#### Exercise task:
Pull out every line of the listing below that contains the string "ceramic", and copy each one over. The match is case-sensitive.

#### Input records:
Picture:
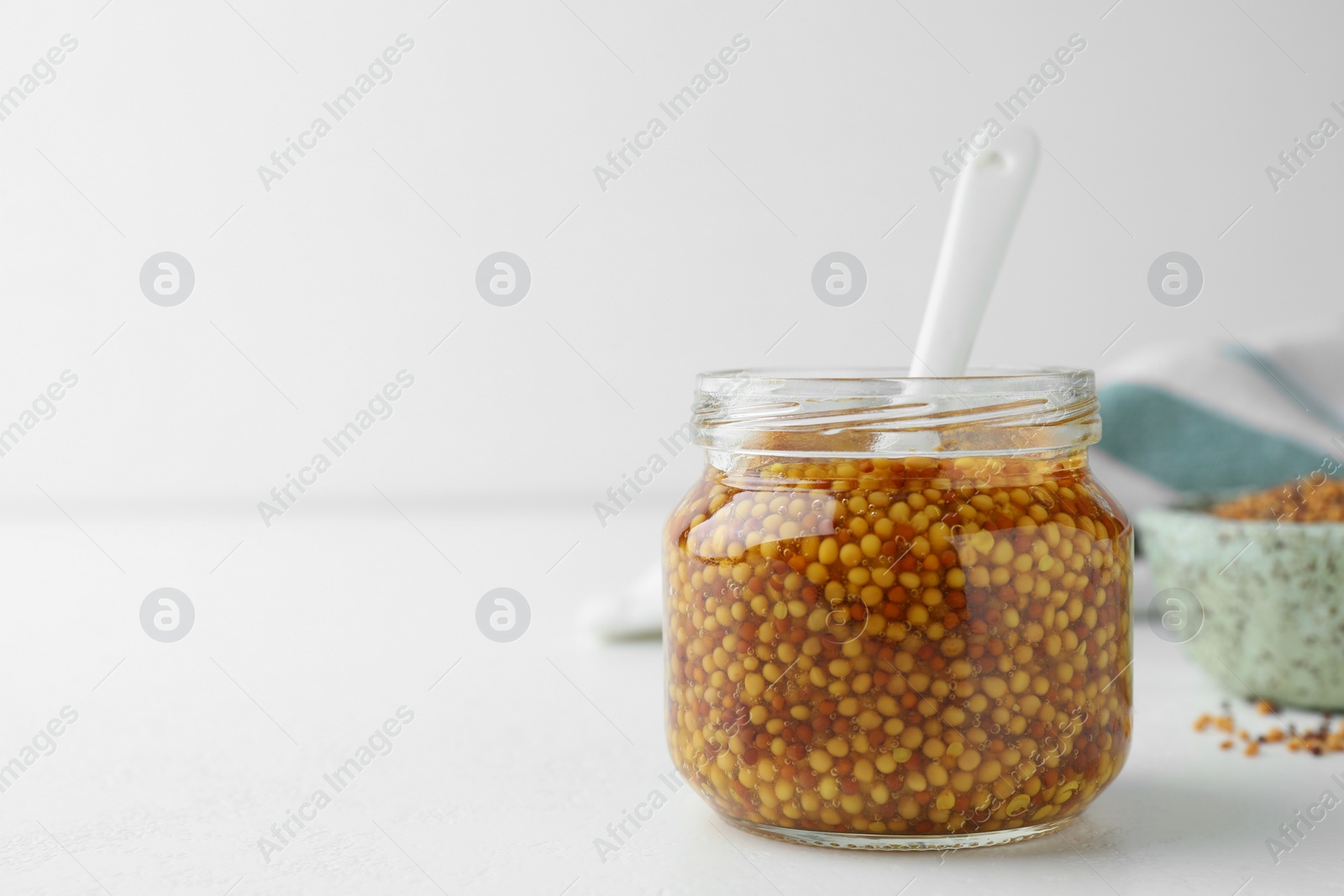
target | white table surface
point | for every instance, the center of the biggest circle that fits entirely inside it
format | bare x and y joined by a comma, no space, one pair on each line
316,631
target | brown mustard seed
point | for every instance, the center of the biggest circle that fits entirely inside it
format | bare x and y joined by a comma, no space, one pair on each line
1301,501
921,647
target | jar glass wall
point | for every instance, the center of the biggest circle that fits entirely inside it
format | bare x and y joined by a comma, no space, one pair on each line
898,610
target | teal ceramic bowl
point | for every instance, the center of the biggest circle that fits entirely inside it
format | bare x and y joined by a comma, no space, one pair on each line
1265,606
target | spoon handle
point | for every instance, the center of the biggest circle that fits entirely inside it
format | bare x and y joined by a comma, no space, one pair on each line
984,210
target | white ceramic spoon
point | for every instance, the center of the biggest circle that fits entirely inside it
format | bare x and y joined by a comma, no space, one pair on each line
984,211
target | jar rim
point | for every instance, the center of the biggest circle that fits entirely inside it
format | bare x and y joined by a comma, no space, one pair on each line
884,411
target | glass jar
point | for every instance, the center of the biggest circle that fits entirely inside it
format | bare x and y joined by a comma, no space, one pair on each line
898,610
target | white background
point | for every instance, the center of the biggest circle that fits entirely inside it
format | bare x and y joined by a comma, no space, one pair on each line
312,295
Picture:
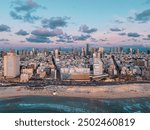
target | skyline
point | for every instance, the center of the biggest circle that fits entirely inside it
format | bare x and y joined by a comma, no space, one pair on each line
69,23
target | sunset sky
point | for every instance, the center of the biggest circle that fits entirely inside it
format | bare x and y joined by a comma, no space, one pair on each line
69,23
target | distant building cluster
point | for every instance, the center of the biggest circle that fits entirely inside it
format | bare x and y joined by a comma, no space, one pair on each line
85,64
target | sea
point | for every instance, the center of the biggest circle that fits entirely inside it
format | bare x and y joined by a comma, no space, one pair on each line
40,104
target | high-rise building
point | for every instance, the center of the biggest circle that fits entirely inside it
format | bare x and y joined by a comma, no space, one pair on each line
83,52
97,64
87,49
11,65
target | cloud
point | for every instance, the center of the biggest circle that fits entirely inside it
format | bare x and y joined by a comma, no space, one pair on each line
147,38
118,21
143,16
4,28
116,29
55,22
38,39
81,38
22,32
4,40
86,29
46,33
23,10
122,34
133,34
15,15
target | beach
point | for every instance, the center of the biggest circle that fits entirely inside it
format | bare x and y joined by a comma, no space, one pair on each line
96,92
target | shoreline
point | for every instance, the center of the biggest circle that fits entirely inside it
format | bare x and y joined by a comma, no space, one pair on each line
88,92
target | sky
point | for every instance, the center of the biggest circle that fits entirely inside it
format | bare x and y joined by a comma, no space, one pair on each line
74,23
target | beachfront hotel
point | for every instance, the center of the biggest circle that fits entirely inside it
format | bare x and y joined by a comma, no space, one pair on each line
11,65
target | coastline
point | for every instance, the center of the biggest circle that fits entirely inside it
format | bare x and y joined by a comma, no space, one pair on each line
90,92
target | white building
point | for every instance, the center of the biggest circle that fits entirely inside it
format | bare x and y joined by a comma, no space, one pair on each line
75,73
11,65
97,64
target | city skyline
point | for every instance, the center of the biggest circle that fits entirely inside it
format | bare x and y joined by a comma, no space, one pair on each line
69,23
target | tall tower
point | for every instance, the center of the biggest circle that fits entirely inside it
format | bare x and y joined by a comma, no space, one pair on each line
83,52
97,64
11,65
87,49
56,53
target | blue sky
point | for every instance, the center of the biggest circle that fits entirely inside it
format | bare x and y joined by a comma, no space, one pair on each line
66,23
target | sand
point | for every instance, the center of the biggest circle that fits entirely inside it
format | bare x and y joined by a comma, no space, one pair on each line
98,92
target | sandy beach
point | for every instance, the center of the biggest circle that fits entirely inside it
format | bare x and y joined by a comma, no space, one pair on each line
98,92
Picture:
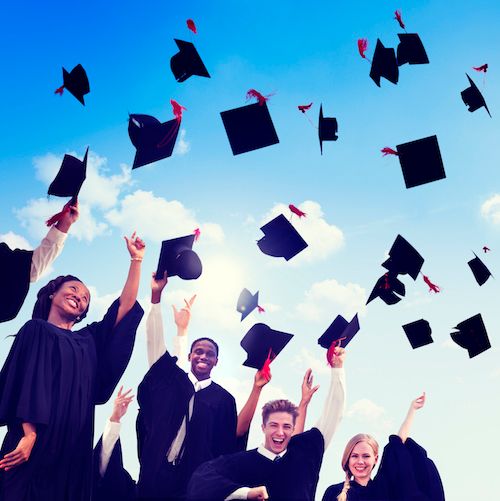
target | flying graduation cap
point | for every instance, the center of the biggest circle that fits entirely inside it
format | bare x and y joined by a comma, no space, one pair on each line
281,239
473,98
472,336
327,128
187,62
178,258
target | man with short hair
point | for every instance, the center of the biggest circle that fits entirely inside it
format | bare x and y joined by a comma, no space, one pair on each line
286,467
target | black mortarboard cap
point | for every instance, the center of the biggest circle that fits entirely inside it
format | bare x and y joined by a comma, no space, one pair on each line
76,82
70,177
327,129
389,289
411,49
281,239
153,140
247,302
479,270
15,267
403,259
259,340
473,98
472,335
338,329
421,161
187,62
384,64
178,258
418,333
249,128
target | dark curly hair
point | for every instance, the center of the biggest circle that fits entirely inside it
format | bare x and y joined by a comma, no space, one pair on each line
44,301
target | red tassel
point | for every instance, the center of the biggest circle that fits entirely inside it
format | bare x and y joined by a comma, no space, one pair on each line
399,19
388,151
304,107
362,47
296,211
191,25
483,68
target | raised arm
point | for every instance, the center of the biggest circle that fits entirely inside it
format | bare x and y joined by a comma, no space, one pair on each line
128,296
247,412
416,404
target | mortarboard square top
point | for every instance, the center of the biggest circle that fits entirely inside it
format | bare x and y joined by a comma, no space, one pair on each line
259,340
152,139
411,49
187,62
472,336
178,259
247,302
384,64
70,177
281,239
421,161
249,128
418,333
473,98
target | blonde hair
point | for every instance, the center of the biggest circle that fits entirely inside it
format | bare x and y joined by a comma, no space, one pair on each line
360,437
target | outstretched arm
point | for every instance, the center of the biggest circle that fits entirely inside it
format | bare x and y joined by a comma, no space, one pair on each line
246,414
416,404
128,296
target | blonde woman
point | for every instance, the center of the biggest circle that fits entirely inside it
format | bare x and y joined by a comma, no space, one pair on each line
405,472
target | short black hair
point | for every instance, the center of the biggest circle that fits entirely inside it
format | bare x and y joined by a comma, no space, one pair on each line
205,339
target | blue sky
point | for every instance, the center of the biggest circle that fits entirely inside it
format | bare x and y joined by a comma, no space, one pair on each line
356,200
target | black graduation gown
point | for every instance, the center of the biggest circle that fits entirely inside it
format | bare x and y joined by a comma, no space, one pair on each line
405,474
15,266
163,397
53,378
293,478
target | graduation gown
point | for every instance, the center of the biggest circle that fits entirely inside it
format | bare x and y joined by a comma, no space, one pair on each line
163,398
292,478
53,378
405,474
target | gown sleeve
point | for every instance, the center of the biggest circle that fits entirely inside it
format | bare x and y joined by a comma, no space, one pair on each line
114,344
26,377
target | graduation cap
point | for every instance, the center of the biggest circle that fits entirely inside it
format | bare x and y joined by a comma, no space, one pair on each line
187,62
152,139
389,289
479,270
473,98
75,82
281,239
249,128
247,302
403,259
411,50
178,258
261,342
327,129
384,64
418,333
15,266
472,336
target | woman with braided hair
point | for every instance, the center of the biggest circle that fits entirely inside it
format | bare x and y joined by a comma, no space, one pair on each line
405,472
51,381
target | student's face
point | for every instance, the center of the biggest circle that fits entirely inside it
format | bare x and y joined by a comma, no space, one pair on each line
71,300
361,462
278,431
203,359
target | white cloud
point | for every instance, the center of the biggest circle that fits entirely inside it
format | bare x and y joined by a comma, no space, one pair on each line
490,209
322,238
329,297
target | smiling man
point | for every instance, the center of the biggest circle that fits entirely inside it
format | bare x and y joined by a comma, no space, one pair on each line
286,467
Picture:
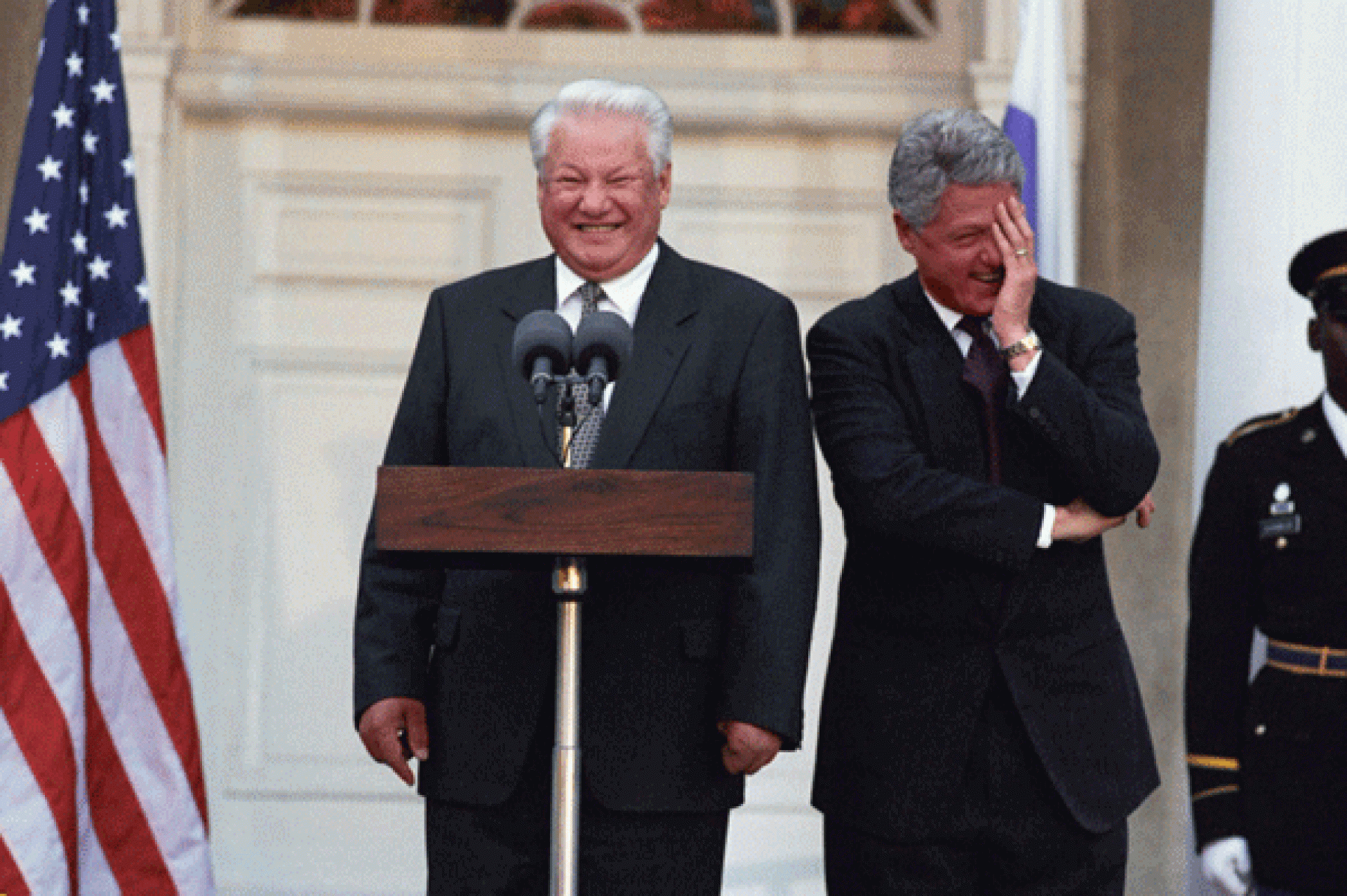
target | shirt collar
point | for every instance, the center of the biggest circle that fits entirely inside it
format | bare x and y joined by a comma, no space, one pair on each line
1336,421
949,317
624,291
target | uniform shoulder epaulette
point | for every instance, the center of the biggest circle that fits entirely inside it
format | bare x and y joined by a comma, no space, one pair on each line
1276,418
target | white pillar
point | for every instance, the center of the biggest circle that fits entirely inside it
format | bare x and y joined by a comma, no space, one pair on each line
1276,161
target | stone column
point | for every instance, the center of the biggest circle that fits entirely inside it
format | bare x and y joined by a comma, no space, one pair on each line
1141,225
18,64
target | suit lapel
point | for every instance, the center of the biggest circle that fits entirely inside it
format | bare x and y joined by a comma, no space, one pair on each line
662,337
534,432
935,366
1322,461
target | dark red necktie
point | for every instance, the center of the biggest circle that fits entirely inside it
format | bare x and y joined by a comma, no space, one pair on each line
986,371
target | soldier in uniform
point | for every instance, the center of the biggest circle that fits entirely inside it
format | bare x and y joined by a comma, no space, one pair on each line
1268,761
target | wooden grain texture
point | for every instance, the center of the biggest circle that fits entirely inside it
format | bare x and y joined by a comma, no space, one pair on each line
572,512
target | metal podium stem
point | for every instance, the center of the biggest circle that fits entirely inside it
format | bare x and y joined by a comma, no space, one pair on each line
569,582
566,756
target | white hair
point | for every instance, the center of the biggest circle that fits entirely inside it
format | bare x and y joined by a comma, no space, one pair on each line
610,98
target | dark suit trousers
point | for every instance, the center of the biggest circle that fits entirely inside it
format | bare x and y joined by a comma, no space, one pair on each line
504,850
1012,836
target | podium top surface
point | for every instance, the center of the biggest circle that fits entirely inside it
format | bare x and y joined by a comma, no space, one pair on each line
568,512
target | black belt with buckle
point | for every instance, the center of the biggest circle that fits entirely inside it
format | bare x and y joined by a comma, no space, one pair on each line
1307,660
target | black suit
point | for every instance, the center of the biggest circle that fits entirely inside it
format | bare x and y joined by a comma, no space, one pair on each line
1268,761
716,383
943,589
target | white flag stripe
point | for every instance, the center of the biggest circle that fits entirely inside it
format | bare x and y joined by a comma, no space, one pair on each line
130,710
1039,89
134,448
27,825
42,612
43,615
143,743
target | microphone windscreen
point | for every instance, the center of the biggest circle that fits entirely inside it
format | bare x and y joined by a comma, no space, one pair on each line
542,335
603,335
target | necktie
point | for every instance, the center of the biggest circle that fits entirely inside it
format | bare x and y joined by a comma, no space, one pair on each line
585,437
986,371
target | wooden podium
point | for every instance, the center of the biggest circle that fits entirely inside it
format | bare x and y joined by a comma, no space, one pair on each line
570,514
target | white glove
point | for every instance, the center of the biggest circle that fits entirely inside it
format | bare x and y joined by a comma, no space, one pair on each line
1225,862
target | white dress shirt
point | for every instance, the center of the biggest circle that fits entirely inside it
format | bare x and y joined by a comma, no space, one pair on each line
622,295
1021,379
1336,422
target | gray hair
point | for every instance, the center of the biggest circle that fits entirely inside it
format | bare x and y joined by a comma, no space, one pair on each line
610,98
942,147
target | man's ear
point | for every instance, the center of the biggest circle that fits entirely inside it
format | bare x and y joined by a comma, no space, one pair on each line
907,235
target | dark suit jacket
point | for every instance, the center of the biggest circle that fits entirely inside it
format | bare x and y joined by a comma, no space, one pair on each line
669,647
1266,758
942,580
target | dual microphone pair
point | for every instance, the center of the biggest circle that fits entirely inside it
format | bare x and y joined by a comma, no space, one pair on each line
546,351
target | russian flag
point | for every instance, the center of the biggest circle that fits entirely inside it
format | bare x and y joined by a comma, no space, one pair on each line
1039,124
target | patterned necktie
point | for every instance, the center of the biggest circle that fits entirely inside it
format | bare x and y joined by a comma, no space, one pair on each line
986,371
585,437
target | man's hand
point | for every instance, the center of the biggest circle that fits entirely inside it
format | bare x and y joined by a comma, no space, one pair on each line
1225,864
384,727
1078,522
1145,511
746,747
1014,239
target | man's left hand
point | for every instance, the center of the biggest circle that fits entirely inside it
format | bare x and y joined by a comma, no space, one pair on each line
1014,239
746,747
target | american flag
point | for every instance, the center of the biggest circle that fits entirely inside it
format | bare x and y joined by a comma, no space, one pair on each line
101,787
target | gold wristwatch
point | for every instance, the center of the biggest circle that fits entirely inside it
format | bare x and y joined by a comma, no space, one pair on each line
1028,342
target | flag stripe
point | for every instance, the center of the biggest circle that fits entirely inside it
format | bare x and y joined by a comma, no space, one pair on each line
26,817
51,503
134,584
11,880
38,799
115,674
136,456
95,698
139,348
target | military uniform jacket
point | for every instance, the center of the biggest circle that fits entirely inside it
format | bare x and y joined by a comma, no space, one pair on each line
943,582
1268,761
716,382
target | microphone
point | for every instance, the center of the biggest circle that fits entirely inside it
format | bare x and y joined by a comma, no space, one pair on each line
542,345
603,348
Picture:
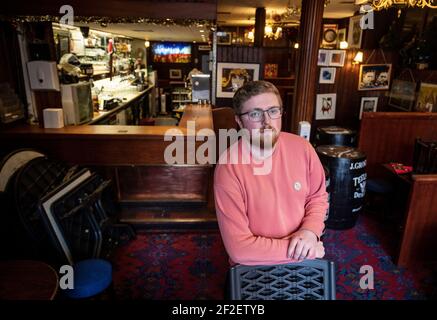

#### Correct answer:
target | teal ceramic bowl
target | white ceramic spoon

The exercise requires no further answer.